Las obras de estos artistas son relatos magníficos, claras expresiones de lo que en aquellos días la habilidad en el dibujo, el apunte o la acuarela -que tan dignamente sustituían a la fotografía- podía captar de la exótica realidad geográfica y social de Egipto, una pintoresca actualidad que se superponía a un pasado remoto y magnífico, cuyo legado yacía escondido entre las arenas del desierto y las brumas del olvido; un tiempo lejano y fabuloso que el interés, la curiosidad y la fascinación de occidente comenzaban a descubrir y conocer.




ArribaAbajoViajeros y estudiosos europeos y gobernantes egipcios

En este clima orientó desde España su aventura hacia Egipto don Antonio de Orleans, duque de Montpensier, afincado en Sevilla. Era el hijo menor del rey de Francia Luis Felipe de Orleans y estaba casado con la infanta María Luisa, matrimonio del que nacería María de las Mercedes (1860-1878), primera esposa de Alfonso XII (1857-1885).

Conocemos bien el viaje que don Antonio de Orleans realizó en 1845 a las tierras del Nilo gracias al relato que del mismo escribió su secretario Antonio Latour, publicado en 1849. Aquel viaje coincidió en el tiempo con la magnífica expedición prusiana dirigida por el egiptólogo, lingüista y museógrafo Richard Carl Lepsius (1810-1884), que contaba con la aprobación y el apoyo de Federico Guillermo III de Prusia (1770-1840), que consiguió para las colecciones de sus museos más de quince mil objetos antiguos que fueron llevados a Berlín, regalados oficialmente por Mohamed Alí (1805-1848), bajá de Egipto.

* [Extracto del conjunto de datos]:

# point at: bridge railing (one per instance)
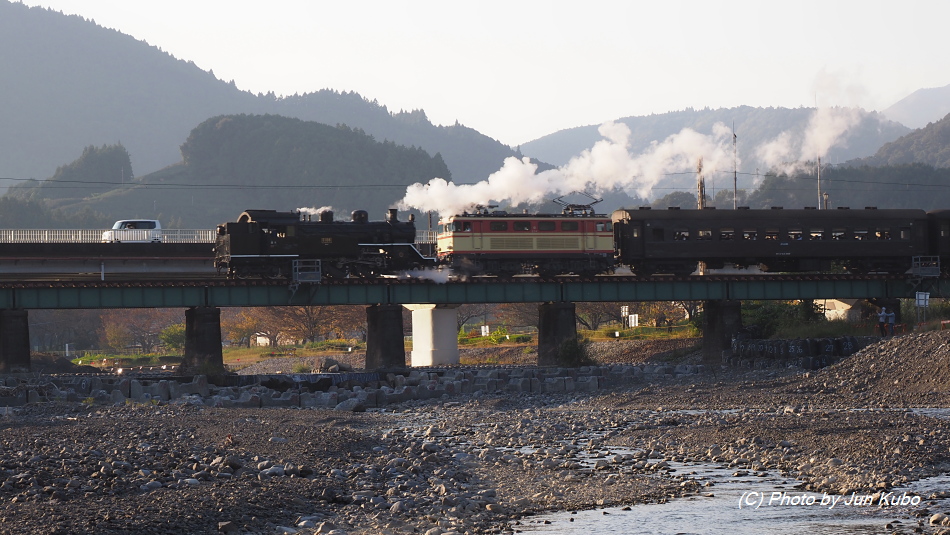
(95, 236)
(426, 236)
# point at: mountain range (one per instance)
(70, 85)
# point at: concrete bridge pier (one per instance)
(385, 345)
(723, 319)
(434, 335)
(557, 323)
(14, 341)
(203, 341)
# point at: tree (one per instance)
(139, 327)
(593, 315)
(467, 313)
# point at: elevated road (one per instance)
(234, 293)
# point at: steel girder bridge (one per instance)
(252, 293)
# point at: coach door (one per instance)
(477, 234)
(589, 236)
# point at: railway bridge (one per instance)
(432, 303)
(74, 269)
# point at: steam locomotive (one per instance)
(578, 241)
(272, 244)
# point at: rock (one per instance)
(351, 405)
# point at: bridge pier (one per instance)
(557, 324)
(203, 341)
(385, 345)
(14, 341)
(723, 319)
(434, 335)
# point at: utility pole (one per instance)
(735, 171)
(700, 185)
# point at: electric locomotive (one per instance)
(269, 244)
(576, 241)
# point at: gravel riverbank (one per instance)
(475, 464)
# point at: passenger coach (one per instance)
(859, 241)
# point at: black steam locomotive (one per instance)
(267, 243)
(272, 244)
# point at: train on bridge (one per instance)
(578, 241)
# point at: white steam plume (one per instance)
(315, 211)
(605, 166)
(826, 128)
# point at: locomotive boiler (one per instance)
(272, 244)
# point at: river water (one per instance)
(721, 513)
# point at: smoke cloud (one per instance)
(826, 128)
(605, 166)
(315, 211)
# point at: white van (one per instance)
(134, 231)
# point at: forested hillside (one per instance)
(69, 83)
(236, 162)
(929, 145)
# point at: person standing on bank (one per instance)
(882, 321)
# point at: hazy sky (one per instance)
(517, 70)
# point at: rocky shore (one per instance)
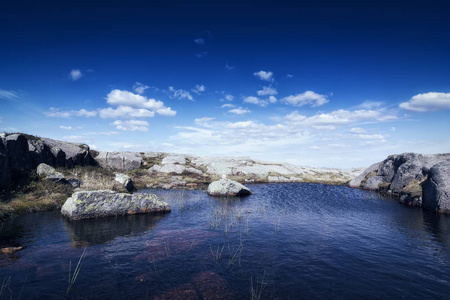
(40, 173)
(417, 179)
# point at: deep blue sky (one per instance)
(346, 82)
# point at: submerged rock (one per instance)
(95, 204)
(226, 187)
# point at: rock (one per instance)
(397, 171)
(406, 175)
(51, 174)
(360, 180)
(75, 183)
(436, 189)
(125, 181)
(21, 153)
(120, 161)
(174, 159)
(226, 187)
(172, 168)
(95, 204)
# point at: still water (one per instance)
(286, 241)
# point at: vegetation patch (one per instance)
(39, 195)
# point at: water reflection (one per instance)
(99, 231)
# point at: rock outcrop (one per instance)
(436, 189)
(95, 204)
(50, 173)
(21, 153)
(125, 181)
(406, 175)
(226, 187)
(120, 161)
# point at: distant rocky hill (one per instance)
(179, 169)
(418, 179)
(22, 153)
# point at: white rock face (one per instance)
(226, 187)
(94, 204)
(125, 180)
(174, 159)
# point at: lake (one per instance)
(286, 241)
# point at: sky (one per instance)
(317, 83)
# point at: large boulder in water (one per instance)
(125, 181)
(436, 189)
(406, 175)
(94, 204)
(226, 187)
(120, 161)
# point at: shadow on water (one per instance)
(90, 232)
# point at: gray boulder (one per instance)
(120, 161)
(226, 187)
(436, 189)
(125, 181)
(50, 173)
(21, 153)
(95, 204)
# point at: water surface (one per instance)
(286, 241)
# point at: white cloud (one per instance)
(263, 75)
(10, 95)
(267, 91)
(200, 41)
(181, 94)
(204, 122)
(306, 98)
(131, 125)
(227, 105)
(198, 89)
(123, 111)
(166, 111)
(357, 130)
(339, 117)
(54, 112)
(255, 100)
(108, 133)
(75, 74)
(126, 98)
(427, 102)
(370, 105)
(239, 111)
(139, 87)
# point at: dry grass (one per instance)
(38, 195)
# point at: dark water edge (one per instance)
(286, 241)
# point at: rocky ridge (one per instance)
(417, 179)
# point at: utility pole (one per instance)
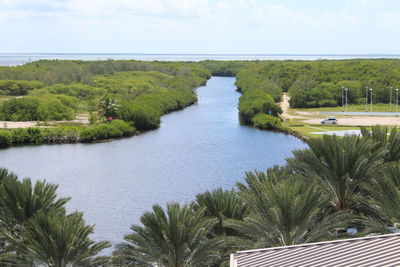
(391, 98)
(342, 99)
(371, 97)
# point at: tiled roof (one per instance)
(382, 250)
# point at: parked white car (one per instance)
(329, 121)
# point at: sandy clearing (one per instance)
(285, 108)
(82, 118)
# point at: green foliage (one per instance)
(175, 237)
(254, 102)
(285, 213)
(5, 139)
(36, 231)
(341, 164)
(266, 122)
(145, 111)
(88, 135)
(17, 87)
(80, 91)
(250, 80)
(115, 129)
(36, 108)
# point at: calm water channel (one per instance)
(200, 148)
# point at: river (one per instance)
(199, 148)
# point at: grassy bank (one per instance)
(135, 94)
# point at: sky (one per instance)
(200, 26)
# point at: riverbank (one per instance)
(199, 148)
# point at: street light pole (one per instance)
(391, 98)
(371, 97)
(342, 99)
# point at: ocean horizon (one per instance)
(13, 59)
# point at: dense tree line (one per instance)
(55, 90)
(66, 134)
(319, 83)
(336, 184)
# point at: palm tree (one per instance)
(384, 200)
(176, 237)
(36, 231)
(390, 144)
(59, 240)
(340, 164)
(285, 213)
(108, 107)
(221, 204)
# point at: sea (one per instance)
(13, 59)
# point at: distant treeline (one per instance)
(57, 90)
(310, 84)
(142, 92)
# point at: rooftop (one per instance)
(382, 250)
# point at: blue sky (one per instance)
(200, 26)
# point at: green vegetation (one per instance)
(254, 102)
(44, 108)
(36, 230)
(335, 184)
(135, 93)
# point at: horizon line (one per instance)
(204, 54)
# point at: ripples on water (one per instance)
(200, 148)
(8, 59)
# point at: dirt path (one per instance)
(285, 109)
(81, 118)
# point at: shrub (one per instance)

* [Lo que harás]:
1/ Indica si cada afirmación coincide con el pasaje sobre el viaje a Egipto: (a) el relato del viaje de don Antonio de Orleans se publicó en 1849; (b) don Antonio de Orleans era el hijo mayor del rey Luis Felipe de Orleans; (c) los objetos antiguos conseguidos por la expedición prusiana fueron llevados a Viena. Responde sí o no y cita literalmente las palabras del pasaje que lo deciden.
2/ Repite sin cambios el fragmento del pasaje sobre el viaje a Egipto que empieza con las palabras "En este clima" y termina con "Alfonso XII (1857-1885).".

* [Respuestas por tarea]:
1/
(a) Sí: «publicado en 1849».
(b) No: «Era el hijo menor del rey de Francia Luis Felipe de Orleans».
(c) No: «fueron llevados a Berlín».

2/
En este clima orientó desde España su aventura hacia Egipto don Antonio de Orleans, duque de Montpensier, afincado en Sevilla. Era el hijo menor del rey de Francia Luis Felipe de Orleans y estaba casado con la infanta María Luisa, matrimonio del que nacería María de las Mercedes (1860-1878), primera esposa de Alfonso XII (1857-1885).